Natural-language object grounding data:

::::

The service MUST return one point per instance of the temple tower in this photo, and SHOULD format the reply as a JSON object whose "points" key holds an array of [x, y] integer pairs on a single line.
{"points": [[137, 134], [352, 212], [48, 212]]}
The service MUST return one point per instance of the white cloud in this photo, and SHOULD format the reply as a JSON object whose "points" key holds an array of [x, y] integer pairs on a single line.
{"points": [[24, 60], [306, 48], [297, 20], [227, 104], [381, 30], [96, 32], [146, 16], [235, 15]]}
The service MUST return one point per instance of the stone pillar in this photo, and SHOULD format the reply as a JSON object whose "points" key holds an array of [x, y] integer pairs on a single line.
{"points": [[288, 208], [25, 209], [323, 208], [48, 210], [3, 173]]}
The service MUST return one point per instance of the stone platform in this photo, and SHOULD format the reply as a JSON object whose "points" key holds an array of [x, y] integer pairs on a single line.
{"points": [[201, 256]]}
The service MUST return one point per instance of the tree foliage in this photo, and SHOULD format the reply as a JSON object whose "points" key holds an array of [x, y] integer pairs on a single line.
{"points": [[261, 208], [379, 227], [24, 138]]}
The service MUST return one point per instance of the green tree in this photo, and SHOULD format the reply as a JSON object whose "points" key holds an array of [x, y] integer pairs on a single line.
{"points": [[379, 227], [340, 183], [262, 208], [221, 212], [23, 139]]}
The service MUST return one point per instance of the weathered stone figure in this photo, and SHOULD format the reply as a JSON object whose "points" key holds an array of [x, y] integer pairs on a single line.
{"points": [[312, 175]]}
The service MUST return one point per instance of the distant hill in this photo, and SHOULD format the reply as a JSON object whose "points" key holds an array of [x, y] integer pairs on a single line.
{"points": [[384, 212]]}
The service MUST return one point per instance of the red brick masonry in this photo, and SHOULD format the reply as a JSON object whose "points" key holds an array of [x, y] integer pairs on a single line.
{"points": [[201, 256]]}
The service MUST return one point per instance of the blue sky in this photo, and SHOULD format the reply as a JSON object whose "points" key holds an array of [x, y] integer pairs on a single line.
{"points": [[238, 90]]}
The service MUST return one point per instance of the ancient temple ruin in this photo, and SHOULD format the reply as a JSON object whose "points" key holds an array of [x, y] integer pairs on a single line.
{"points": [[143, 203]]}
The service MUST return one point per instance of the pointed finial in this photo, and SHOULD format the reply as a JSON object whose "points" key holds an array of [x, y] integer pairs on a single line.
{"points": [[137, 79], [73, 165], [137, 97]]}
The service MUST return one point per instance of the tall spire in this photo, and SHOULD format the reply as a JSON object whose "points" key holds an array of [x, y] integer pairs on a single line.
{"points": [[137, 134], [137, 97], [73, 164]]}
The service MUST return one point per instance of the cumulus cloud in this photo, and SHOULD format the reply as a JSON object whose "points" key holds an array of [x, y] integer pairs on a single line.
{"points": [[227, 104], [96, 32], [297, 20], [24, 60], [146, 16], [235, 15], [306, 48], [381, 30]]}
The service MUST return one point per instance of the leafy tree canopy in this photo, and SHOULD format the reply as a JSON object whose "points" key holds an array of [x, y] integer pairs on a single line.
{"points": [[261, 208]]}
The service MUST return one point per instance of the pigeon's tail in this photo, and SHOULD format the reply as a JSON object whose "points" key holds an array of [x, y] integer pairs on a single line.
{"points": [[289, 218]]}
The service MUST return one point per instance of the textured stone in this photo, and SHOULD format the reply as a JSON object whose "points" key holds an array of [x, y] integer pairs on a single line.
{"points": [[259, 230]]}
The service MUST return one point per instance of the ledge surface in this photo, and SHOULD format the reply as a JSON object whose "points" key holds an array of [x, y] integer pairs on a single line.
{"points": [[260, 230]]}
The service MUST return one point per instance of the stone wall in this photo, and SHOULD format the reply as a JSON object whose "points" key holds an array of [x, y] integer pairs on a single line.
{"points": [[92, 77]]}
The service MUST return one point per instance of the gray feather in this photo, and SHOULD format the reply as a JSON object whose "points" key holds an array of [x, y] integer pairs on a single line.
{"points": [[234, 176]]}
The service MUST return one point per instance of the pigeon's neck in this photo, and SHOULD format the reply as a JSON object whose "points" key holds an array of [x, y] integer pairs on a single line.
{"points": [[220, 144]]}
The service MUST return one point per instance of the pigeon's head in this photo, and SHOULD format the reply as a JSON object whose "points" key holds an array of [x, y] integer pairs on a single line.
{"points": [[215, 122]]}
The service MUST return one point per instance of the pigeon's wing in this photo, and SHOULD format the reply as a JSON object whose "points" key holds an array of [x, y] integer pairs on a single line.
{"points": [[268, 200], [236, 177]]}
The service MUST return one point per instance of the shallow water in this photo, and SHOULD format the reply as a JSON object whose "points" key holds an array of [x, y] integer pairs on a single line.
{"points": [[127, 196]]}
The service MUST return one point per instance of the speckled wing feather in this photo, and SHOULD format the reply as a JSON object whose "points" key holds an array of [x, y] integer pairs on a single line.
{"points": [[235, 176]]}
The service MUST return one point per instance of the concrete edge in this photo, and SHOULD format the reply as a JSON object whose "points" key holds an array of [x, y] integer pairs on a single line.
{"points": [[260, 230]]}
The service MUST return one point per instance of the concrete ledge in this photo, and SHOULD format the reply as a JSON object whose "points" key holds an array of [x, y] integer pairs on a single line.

::::

> [YOUR ASSIGNMENT] From the records above, please extract every line and repeat it exactly.

> [REPLY TO THE TASK]
The service MUST return one point per instance of the temple tower in this photo, and SHOULD format the reply as a JSON object whose "points" key holds an array of [x, y] integer pairs on a single line.
{"points": [[137, 134], [352, 212], [48, 212]]}
The service MUST return one point per instance of the white cloud in this photo, and SHOULD format the reply as a JSON object whose "points" key holds an array of [x, y] integer pairs on a single line.
{"points": [[24, 60], [306, 48], [297, 20], [227, 104], [381, 30], [96, 32], [146, 16], [235, 15]]}
The service MUST return one point per instance of the stone pillar in this photo, and SHOULD format the reply as a JSON object whose "points" key holds an array of [x, y] integer pairs on a single line.
{"points": [[288, 208], [25, 209], [323, 208], [48, 210], [3, 173]]}
The service MUST return one point per instance of the stone platform in this photo, and SHOULD format the reply as a JSON object whose "points" key holds an array of [x, y] integer pairs on a single line.
{"points": [[201, 256]]}
The service MUST return one point per instance of the tree foliage in this photo, and SHOULD format the reply as a JSON object whose "points" key holds an array of [x, y] integer pairs on a single line.
{"points": [[261, 208], [379, 227], [24, 138]]}
The service MUST return one point per instance of the green tree in this photo, and SHOULD format the reply as a JSON object whose "points" key holds an array of [x, y] integer pairs on a single line.
{"points": [[379, 227], [340, 183], [262, 208], [221, 212], [23, 139]]}
The service MUST return one point per instance of the weathered stone figure in this photo, and SHOULD format the reply as a JSON object whose "points" key holds an array of [x, y] integer pairs on a single line.
{"points": [[312, 175]]}
The service MUST return one point per instance of the distant hill in this photo, and SHOULD format the reply as a JSON object whose "points" key holds an array of [x, y] integer pairs on a single line.
{"points": [[384, 212]]}
The service MUST return one point per instance of the red brick masonry in this photo, and SHOULD format the reply as a JSON object whose "points" key holds an array of [x, y] integer pairs on a single line.
{"points": [[201, 256]]}
The service MUST return one point per instance of the blue sky in this photo, and SHOULD format the reply as a JSON object whose "points" key holds an array of [x, y] integer pairs on a single line.
{"points": [[238, 90]]}
The service MUST return one point per instance of the ancient temple ruin in this photo, and SHOULD format the reply as a JSON object whose "points" key holds an array of [x, y] integer pairs on a single line.
{"points": [[143, 203]]}
The service MUST return one point per instance of the pointed finial in this photo, and SHOULD format the reply as a JSON object whose "points" key holds an array of [x, y] integer pairs on a single line.
{"points": [[137, 79], [73, 165], [137, 97]]}
The service MUST return one point per instance of the tall spire in this photo, and SHOULD format the reply as a JSON object whose "points" key holds an array of [x, y] integer pairs on a single line.
{"points": [[137, 134], [137, 97], [73, 164]]}
The service MUST return one point per instance of the cumulus cloud in this photo, and SHOULD format the reply as a JSON object whose "points" key holds an array of [x, y] integer pairs on a single line.
{"points": [[227, 104], [96, 32], [297, 20], [24, 60], [146, 16], [235, 15], [306, 48], [381, 30]]}
The service MUST return one point per instance of the leafy tree canopy in this photo, and SHOULD format the reply as a JSON object whose "points" key holds an array of [x, y] integer pairs on a single line.
{"points": [[261, 208]]}
The service MUST return one point per instance of the pigeon's tail in this photo, and SHOULD format the reply as a JSON object whose "points" key holds an array of [x, y] integer pairs on a single line.
{"points": [[289, 218]]}
The service MUST return one point per instance of the textured stone in this photo, and SHOULD format the reply as a JSON object whose "points" key holds an array of [x, y] integer pairs on a single line.
{"points": [[259, 230]]}
The service MUST return one point per instance of the ledge surface in this photo, and SHOULD format the reply as a JSON object whose "points" key holds an array of [x, y] integer pairs on a single line.
{"points": [[260, 230]]}
The service MUST return one point per instance of the stone wall in this photo, and SHOULD format the reply as a JSON object whose "points" key holds an array of [x, y] integer pairs on a single line.
{"points": [[92, 77]]}
The service MUST return one point per instance of the gray feather in this photo, and SHOULD format the reply as a JSON object whose "points" key holds an array of [x, y] integer pairs on a single line.
{"points": [[234, 176]]}
The service MUST return one point per instance of the pigeon's neck in this photo, and SHOULD format the reply as a JSON object whose "points" key holds an array of [x, y] integer pairs on a single line.
{"points": [[220, 144]]}
The service MUST return one point per instance of the pigeon's head in this photo, and SHOULD format the reply as a JSON object whose "points" key holds an array of [x, y] integer pairs on a single line.
{"points": [[215, 122]]}
The service MUST return one point per instance of the pigeon's wing in this photo, and SHOULD format the reply as a JSON object whose "points" key holds an array of [x, y] integer pairs on a single line.
{"points": [[268, 200], [236, 177]]}
The service MUST return one point per instance of the shallow water in this photo, and SHOULD format the reply as a JSON object whose "points" key holds an array of [x, y] integer pairs on a single line.
{"points": [[127, 196]]}
The service MUST return one point per instance of the speckled wing feather in this photo, and SHOULD format the reply as a JSON object whose "points" key holds an array of [x, y] integer pairs on a single line.
{"points": [[235, 176]]}
The service MUST return one point per instance of the concrete edge in this photo, and SHOULD format the reply as a JSON object whose "points" key holds an array of [x, y] integer pairs on a single line.
{"points": [[260, 230]]}
The service MUST return one point per instance of the concrete ledge in this photo, and SHOULD format the reply as a JSON object whose "points" key holds an array of [x, y] integer pairs on a single line.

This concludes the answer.